start SOURCE PASSAGE

The NBA Time Machine: 1955

Published September 27, 2022

The NBA Time Machine:
1955


You Only Get 24…

The Shot-Clock

After years of teams stalling, excessively passing the ball, and employing slow offense, the NBA reacted. They implemented a twenty-four second shot clock – if you could not get a shot up in that time frame, you lost the ball.

This worked wonders for the excitement of the game. The point average went up by a noticeable fourteen, while the free throw average only went up by two – this showed that plays were coming through natural, fast-paced decision making, as opposed to unnecessary fouls and a sluggish pace.

With the increase in possessions, teams hit new highs in points and assists. The Boston Celtics even managed to exceed one-hundred points per game as a collective. It was a new, exhilarating change that helped the league’s popularity greatly.

Gone, Washington, Gone

The Baltimore Bullets became the latest – and, to this date, last – NBA franchise to fold. Much like the rival Washington Capitols did some years prior, they bowed out mid-season after posting a poor record.

This left the league with only eight teams, its smallest amount since 1948. Due to the lack of size, not only did teams play more games against their divisional opponents, but the playoffs worked differently as well. The first seed in each division got an automatic “bye” to the Division Finals, meaning they only had to win two series for a championship. This increased the importance of playing hard for regular season seeding.

Farewell to Mr. Basketball

After the end of the 1953-54 season, Minneapolis Lakers legend George Mikan announced his retirement from basketball. He cited injuries and wanting to focus on his family as the main reasons why – he sustained ten broken bones and sixteen stitches in his career, and regularly played through them.

At the time of his retirement, he was the all-time leader in both points and rebounds, and – alongside some teammates – had the most championships in NBA history with five.

Paul Has…A-Rizin

Even though the basketball world mourned the departure of one great, another returned to the scene. Philadelphia Warriors forward Paul Arizin, who had missed the last two seasons to military service, returned to his signature franchise to team up with former teammate-turned-superstar Neil Johnston.

end SOURCE PASSAGE
start RECORDS

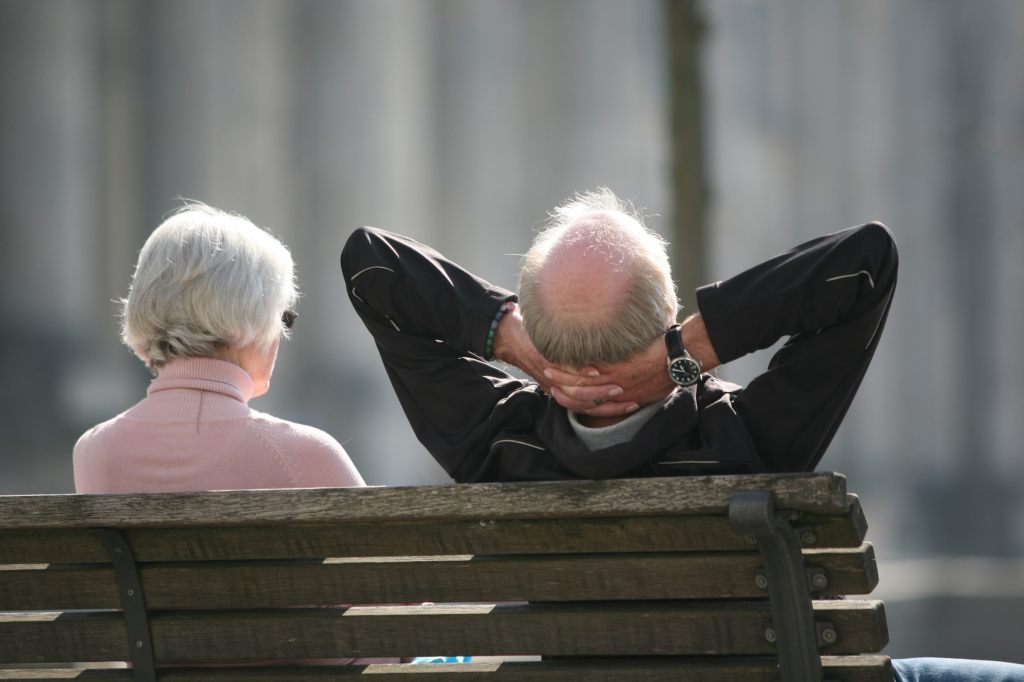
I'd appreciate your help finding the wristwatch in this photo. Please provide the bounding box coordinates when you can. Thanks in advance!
[665,325,700,386]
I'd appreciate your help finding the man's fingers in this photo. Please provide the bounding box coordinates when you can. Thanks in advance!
[544,367,608,386]
[555,384,623,402]
[577,400,640,417]
[551,386,639,417]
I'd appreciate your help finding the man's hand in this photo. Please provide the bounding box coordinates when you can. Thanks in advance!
[494,305,630,417]
[545,313,721,417]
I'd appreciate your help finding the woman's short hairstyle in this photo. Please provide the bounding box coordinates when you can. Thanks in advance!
[519,187,679,367]
[121,203,298,372]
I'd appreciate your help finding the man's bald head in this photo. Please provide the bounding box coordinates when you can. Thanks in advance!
[519,189,678,367]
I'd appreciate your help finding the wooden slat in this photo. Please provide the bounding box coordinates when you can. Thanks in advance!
[0,545,878,610]
[0,601,888,663]
[0,473,849,528]
[0,655,893,682]
[0,503,867,564]
[0,612,129,664]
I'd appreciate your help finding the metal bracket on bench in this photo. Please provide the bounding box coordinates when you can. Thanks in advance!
[729,492,821,682]
[94,528,157,682]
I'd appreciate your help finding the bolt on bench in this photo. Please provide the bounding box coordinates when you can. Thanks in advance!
[0,473,892,682]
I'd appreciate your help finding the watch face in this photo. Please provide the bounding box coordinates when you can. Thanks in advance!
[669,356,700,386]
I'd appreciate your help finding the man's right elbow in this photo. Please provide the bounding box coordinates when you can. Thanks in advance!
[341,227,374,282]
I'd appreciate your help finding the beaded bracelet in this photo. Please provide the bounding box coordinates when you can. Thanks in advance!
[483,301,515,359]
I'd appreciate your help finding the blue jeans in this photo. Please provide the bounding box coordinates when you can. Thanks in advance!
[893,658,1024,682]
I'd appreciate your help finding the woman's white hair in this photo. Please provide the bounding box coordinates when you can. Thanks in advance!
[121,203,298,372]
[519,187,679,367]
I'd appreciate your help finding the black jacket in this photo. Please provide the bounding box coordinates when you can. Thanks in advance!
[341,223,897,482]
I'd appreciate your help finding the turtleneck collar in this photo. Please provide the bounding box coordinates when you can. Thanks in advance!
[146,357,253,402]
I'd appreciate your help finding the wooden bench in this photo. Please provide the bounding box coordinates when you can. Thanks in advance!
[0,474,892,682]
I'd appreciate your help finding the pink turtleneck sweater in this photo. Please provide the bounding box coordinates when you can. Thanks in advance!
[74,357,366,493]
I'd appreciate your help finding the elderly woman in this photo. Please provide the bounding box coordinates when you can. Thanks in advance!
[74,204,365,493]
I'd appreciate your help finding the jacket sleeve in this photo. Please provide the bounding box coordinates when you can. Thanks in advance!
[341,227,534,480]
[697,222,898,471]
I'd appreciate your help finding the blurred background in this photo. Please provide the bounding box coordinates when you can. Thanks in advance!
[0,0,1024,663]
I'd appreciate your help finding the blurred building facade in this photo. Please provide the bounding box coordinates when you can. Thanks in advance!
[0,0,1024,659]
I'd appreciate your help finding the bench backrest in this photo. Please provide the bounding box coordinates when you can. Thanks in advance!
[0,474,891,682]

end RECORDS

TASK LIST:
A: In the 1955 NBA article, rewrite the passage between "You Only Get" and "league’s popularity greatly.", inclusive, substituting "thirty" for "twenty-four".
B: According to the 1955 NBA article, how many teams did the league have after the Baltimore Bullets folded?

THE RESPONSES:
A:
You Only Get 24…

The Shot-Clock

After years of teams stalling, excessively passing the ball, and employing slow offense, the NBA reacted. They implemented a thirty second shot clock – if you could not get a shot up in that time frame, you lost the ball.

This worked wonders for the excitement of the game. The point average went up by a noticeable fourteen, while the free throw average only went up by two – this showed that plays were coming through natural, fast-paced decision making, as opposed to unnecessary fouls and a sluggish pace.

With the increase in possessions, teams hit new highs in points and assists. The Boston Celtics even managed to exceed one-hundred points per game as a collective. It was a new, exhilarating change that helped the league’s popularity greatly.

B: Eight teams.